* TASK OBJECTIVE: Word for word, give again the line holding "Where can you find the bridle?" and each line after it to the end of the listing below.

DATA FOR THIS EXERCISE: Begin

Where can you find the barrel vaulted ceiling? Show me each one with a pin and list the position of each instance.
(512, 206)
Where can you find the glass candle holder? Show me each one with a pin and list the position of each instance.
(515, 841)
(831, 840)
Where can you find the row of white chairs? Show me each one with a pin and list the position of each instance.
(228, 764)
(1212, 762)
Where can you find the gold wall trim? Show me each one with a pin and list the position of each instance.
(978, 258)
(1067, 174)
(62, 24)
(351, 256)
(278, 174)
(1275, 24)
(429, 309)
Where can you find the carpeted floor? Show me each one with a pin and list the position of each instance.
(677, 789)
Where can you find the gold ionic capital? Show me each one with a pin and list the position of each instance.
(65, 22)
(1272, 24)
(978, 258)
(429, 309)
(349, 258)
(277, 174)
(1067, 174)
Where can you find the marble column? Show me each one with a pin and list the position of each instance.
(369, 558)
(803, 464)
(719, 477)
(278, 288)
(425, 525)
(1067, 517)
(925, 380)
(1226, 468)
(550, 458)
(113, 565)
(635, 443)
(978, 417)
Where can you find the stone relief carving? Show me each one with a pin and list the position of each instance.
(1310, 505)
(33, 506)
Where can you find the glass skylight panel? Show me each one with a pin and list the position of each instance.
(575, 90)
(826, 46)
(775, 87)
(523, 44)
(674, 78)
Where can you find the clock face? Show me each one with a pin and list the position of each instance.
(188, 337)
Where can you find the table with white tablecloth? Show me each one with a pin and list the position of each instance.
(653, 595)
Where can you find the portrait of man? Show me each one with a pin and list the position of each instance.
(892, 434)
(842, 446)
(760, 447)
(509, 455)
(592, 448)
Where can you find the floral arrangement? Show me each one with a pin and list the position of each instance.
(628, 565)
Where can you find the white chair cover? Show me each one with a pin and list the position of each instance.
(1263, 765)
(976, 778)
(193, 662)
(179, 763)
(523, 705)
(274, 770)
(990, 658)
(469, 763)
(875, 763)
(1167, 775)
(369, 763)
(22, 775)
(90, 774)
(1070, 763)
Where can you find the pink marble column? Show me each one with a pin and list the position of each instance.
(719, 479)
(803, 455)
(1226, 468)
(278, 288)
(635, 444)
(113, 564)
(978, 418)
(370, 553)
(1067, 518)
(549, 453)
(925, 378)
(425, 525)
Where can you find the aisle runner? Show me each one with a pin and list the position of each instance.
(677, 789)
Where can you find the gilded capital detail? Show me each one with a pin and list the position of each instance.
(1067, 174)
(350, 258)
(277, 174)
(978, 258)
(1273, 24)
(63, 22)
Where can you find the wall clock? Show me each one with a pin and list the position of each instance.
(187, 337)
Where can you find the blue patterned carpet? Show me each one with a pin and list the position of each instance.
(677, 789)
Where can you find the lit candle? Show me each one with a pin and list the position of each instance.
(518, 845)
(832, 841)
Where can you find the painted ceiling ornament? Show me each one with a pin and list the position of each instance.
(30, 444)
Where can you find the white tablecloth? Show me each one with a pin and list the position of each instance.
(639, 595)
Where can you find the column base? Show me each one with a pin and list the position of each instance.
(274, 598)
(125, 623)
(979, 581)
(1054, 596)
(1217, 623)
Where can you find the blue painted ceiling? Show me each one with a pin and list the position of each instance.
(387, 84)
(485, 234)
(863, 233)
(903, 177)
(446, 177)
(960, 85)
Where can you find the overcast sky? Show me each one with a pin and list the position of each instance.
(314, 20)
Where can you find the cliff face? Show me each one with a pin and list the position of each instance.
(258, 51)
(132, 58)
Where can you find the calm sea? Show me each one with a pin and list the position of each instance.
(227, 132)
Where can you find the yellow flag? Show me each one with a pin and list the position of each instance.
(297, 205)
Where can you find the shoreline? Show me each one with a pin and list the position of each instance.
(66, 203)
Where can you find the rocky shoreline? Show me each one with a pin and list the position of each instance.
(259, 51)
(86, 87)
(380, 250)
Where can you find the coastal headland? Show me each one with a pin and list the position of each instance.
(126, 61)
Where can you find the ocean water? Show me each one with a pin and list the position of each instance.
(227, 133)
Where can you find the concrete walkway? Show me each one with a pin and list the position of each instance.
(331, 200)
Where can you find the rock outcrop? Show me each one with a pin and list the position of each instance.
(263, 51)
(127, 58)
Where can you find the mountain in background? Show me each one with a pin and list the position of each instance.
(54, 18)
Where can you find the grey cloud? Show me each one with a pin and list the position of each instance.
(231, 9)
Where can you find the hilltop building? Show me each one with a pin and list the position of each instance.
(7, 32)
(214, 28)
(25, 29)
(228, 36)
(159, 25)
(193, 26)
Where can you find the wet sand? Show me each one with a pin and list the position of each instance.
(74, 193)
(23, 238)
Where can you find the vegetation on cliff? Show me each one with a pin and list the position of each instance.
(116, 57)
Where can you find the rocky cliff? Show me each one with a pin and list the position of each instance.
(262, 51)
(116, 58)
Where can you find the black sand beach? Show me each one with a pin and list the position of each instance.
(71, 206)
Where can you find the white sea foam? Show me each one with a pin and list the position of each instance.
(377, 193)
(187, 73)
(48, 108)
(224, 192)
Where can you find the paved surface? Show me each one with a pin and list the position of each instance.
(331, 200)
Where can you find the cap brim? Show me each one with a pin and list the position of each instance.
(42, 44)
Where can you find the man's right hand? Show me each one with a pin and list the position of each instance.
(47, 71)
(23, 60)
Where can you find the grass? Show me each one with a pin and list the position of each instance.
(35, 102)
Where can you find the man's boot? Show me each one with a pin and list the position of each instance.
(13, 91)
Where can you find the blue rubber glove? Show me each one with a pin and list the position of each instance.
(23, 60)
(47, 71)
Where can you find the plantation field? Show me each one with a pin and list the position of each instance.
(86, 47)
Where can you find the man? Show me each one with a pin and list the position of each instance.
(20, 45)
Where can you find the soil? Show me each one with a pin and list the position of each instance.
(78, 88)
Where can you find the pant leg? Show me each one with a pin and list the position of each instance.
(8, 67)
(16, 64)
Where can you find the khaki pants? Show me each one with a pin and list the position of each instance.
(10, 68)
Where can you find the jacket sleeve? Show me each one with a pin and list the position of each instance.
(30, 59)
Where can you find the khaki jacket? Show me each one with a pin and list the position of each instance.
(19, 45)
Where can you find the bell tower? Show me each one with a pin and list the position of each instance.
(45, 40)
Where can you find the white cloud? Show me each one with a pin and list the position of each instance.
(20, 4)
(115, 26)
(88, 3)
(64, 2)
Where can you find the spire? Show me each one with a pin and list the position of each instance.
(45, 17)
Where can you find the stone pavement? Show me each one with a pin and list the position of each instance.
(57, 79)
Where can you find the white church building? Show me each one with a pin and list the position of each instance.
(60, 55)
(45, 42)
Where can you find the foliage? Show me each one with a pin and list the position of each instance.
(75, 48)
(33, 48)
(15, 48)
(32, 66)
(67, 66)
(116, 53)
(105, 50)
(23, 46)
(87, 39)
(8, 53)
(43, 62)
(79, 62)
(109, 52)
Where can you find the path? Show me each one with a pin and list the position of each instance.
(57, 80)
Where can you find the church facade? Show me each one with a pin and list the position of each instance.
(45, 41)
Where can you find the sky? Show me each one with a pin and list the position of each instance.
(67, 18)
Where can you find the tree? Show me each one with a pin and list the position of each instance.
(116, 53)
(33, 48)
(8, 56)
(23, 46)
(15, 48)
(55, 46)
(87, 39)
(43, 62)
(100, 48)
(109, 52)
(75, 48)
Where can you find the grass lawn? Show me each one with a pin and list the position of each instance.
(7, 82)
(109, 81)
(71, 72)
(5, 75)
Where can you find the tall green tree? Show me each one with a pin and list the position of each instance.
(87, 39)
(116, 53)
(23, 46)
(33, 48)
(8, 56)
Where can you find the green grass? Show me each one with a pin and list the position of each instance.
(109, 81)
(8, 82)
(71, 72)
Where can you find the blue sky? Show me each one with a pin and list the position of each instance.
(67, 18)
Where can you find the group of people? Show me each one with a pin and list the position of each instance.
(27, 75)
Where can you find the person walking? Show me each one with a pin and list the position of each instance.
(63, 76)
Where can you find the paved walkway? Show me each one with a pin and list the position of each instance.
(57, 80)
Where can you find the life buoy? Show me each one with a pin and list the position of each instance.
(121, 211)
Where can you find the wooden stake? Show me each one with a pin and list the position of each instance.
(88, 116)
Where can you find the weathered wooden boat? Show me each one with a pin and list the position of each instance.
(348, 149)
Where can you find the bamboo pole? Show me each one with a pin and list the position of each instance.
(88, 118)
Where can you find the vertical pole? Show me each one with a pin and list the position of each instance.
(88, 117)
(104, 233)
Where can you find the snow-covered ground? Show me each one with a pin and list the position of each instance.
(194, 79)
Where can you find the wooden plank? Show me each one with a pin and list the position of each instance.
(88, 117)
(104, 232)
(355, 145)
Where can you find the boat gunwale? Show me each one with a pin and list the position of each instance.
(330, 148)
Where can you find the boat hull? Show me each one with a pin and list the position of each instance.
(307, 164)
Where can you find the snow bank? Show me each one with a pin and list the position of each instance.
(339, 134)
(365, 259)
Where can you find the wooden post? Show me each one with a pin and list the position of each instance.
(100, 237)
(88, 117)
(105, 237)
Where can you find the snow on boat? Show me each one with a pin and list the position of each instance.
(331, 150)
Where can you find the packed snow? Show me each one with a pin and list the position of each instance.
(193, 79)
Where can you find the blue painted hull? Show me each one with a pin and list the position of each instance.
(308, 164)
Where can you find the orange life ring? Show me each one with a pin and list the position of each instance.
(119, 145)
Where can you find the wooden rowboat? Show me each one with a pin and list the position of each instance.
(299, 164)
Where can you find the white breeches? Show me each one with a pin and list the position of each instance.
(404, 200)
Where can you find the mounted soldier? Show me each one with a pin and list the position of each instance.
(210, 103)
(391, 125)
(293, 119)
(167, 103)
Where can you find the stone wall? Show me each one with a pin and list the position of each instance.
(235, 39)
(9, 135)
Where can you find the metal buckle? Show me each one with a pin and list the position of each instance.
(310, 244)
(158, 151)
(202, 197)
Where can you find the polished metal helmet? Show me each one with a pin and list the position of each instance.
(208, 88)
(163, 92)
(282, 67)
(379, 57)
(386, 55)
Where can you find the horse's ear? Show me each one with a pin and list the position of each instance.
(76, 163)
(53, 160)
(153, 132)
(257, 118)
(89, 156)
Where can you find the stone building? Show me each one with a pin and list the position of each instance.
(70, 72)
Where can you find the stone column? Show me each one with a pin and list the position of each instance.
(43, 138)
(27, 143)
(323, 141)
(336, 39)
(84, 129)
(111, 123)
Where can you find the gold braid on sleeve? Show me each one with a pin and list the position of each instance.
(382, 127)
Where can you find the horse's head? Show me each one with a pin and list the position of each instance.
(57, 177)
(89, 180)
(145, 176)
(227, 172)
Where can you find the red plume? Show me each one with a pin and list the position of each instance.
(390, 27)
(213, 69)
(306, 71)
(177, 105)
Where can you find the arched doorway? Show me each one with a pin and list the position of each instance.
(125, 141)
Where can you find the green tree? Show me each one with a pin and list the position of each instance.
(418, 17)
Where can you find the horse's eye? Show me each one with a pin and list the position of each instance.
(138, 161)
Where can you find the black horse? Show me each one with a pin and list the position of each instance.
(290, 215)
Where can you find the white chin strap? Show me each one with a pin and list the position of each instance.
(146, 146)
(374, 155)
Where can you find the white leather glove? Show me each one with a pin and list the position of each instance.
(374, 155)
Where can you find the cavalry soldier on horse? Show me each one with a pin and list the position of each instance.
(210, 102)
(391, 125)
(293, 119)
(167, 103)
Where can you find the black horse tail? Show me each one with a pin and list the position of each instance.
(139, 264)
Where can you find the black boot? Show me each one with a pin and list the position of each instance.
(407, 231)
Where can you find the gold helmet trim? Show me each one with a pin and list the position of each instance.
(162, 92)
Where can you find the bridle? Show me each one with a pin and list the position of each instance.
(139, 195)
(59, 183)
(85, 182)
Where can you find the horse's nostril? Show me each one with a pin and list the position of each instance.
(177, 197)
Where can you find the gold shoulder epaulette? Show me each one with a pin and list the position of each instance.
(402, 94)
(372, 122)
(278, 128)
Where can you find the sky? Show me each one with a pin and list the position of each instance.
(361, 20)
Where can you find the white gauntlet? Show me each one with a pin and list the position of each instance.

DATA FOR THIS EXERCISE: End

* SOLVED EXERCISE:
Where can you find the bridle? Show me each one with a pin and list the position of each instance.
(139, 195)
(59, 183)
(85, 182)
Where can you find the horse's nostril? Show me each one with a pin and list the position of each instance.
(177, 197)
Where can you find the gold shoulder epaulette? Show me each one with a pin and list the position of each instance.
(402, 94)
(372, 122)
(278, 128)
Where can you find the sky? Show me each one with a pin and list the position of each instance.
(361, 20)
Where can you find the white gauntlet? Show me each one with a pin and list the position of each instance.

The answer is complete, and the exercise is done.